Stated goal: Rescale the items from the line that contains "written like (626,448)." through the end of the items, repeating every line with its requests but leaving the pictures out. Multiply only the coordinates in the answers by 2.05 and round each to a whole number, with halves rounding up; the requests and their sample coordinates stay unchanged.

-- start of Recorded information --

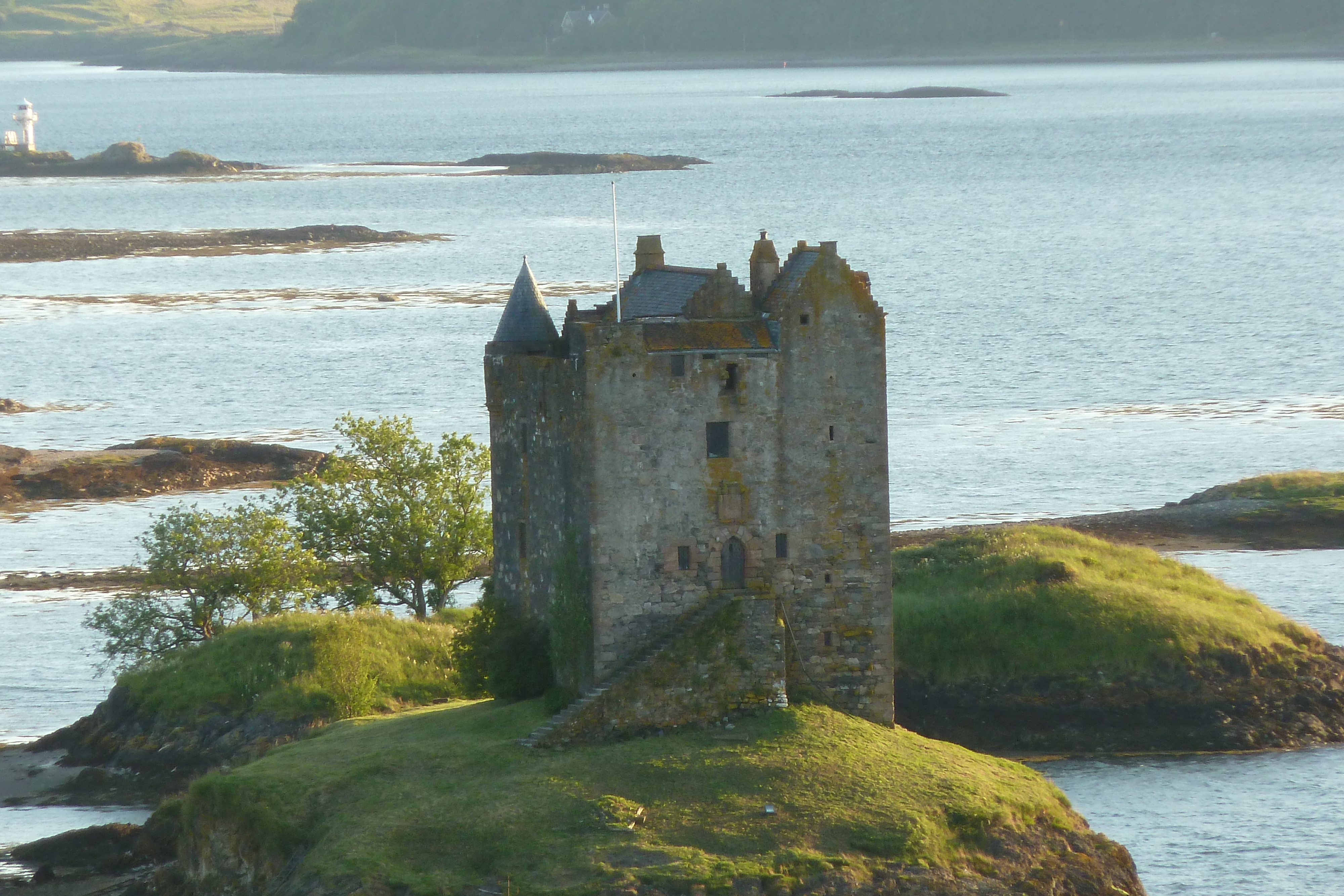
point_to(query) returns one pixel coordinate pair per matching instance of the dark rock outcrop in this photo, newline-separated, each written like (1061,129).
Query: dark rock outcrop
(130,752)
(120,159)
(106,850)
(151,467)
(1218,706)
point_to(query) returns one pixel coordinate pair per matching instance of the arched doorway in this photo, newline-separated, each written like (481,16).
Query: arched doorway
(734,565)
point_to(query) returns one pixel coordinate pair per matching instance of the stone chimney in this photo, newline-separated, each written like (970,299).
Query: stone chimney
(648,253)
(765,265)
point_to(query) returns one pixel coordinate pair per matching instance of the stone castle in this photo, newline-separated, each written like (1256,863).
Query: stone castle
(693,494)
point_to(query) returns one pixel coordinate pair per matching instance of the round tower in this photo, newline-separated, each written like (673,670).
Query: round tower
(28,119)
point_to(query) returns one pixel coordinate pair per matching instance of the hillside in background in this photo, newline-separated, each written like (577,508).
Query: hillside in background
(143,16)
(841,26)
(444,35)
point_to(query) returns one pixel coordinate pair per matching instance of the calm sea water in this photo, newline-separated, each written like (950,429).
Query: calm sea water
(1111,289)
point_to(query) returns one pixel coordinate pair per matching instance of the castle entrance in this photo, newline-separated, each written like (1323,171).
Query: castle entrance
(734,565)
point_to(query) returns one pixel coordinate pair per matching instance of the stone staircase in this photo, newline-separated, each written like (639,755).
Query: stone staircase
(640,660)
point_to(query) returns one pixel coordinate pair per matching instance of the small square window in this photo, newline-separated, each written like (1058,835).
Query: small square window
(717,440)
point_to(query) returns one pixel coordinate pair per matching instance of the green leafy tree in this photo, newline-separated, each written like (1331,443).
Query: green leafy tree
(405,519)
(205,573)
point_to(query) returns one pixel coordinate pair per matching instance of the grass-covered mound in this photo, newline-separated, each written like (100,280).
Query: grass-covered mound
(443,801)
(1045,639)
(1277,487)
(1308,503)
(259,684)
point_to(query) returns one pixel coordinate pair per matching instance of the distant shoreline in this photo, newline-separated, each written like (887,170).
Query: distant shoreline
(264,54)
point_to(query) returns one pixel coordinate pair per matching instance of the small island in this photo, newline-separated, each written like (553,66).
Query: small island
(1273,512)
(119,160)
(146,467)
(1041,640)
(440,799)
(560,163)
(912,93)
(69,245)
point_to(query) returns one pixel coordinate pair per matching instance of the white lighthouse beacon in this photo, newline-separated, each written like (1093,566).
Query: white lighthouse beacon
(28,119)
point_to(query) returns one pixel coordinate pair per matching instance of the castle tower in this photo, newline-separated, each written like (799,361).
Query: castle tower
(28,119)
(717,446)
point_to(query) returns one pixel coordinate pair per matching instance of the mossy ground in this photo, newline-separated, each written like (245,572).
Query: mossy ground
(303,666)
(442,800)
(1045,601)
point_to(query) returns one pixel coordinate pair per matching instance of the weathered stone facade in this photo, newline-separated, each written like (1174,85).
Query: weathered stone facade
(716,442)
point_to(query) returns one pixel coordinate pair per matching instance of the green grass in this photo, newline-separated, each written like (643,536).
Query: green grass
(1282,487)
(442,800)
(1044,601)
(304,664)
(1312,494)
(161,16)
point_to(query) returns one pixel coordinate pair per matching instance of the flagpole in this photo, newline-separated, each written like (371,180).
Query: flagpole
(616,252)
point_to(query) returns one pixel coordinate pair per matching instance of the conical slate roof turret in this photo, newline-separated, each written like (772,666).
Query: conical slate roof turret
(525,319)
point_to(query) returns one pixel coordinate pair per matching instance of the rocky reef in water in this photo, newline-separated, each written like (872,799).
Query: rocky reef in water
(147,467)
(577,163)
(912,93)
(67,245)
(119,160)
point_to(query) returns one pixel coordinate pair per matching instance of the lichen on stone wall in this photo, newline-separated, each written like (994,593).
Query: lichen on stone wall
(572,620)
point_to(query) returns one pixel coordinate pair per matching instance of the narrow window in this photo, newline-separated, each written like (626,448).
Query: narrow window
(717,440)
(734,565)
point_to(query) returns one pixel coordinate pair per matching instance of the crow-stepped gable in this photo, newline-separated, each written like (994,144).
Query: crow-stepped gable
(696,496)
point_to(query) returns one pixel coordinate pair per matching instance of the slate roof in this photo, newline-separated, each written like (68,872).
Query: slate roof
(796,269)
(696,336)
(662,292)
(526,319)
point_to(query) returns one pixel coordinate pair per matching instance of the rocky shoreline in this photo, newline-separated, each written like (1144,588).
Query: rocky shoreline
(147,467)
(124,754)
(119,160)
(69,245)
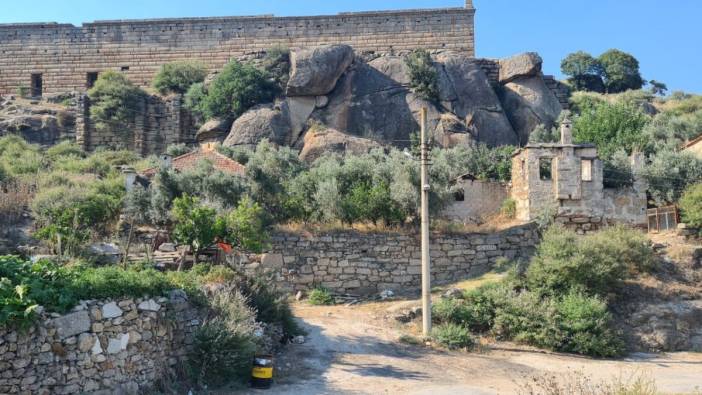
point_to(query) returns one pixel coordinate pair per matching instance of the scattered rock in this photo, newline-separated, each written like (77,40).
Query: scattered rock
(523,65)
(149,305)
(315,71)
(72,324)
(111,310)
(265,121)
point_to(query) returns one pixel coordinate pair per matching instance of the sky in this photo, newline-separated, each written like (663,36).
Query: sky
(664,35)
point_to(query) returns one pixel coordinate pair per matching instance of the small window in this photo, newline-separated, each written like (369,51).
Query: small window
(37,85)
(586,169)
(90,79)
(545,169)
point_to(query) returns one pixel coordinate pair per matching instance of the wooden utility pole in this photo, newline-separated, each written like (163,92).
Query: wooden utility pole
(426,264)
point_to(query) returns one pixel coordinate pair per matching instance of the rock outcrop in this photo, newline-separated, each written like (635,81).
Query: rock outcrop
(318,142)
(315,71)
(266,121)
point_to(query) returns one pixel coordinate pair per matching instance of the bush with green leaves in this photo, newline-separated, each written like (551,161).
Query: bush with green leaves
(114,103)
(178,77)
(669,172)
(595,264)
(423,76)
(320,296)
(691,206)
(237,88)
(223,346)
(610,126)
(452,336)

-- end of Recorded information --

Written answer:
point_to(query) returns one pixel coordinate pair per matching instance of the narrow window in this photo, newline-separated, each written like (626,448).
Query: narrow window
(1470,902)
(1505,1158)
point_to(query) returns one pixel coordinate pair per matching instance of the crow-stepped gable in this photo, newline-separated, each written like (994,144).
Query: crow-stepped gable
(1427,1017)
point_to(query) returns one pixel coordinate pair per matching instance of the slate roof in this photo, newline-separated, each written like (68,872).
Query: slate roof
(1632,551)
(1427,689)
(1357,599)
(1078,654)
point_to(query) returns one pixel coordinate pair per matching instance of the rocky shoreline in this photo, newline-separated, each written like (1144,588).
Query: rocky shoreline
(301,957)
(254,1546)
(244,328)
(141,502)
point_to(query) returns one pixel coordinate pair per matching instance of the scattered rock in this photo, newline-separated, each written like (77,40).
Query: scattered rock
(1072,133)
(305,625)
(646,146)
(148,664)
(228,636)
(543,248)
point_to(query) returns one pixel coordinate pair per matching instance of the sky in this photo, newline-separated, each written like (663,36).
Query: sky
(1361,72)
point_to(query) returns one pixel coordinate pair per matching instance of the small window in this photo, newline-separated, each written like (369,51).
Query: small window
(76,174)
(1201,346)
(185,162)
(1117,346)
point_to(query) returns one pixel coordinate pair per matching instance of the wooden utility pole in this photo, newline-separated, each written like (163,92).
Query: wooden utility pole
(873,541)
point_to(query) returns one pixel coordinate pair per matching instance of the rock outcrop in this photo, newline-separated, each written like (635,81).
Query: rock outcrop
(652,291)
(646,146)
(545,248)
point_to(query) returns one pixel coordinate pair per matching instance of the bush with green leaves in this photo, newline-separated, each written like (551,161).
Query: bush with green leaves
(234,211)
(365,158)
(1371,353)
(1220,541)
(867,156)
(656,607)
(1417,422)
(486,180)
(457,709)
(1251,258)
(927,689)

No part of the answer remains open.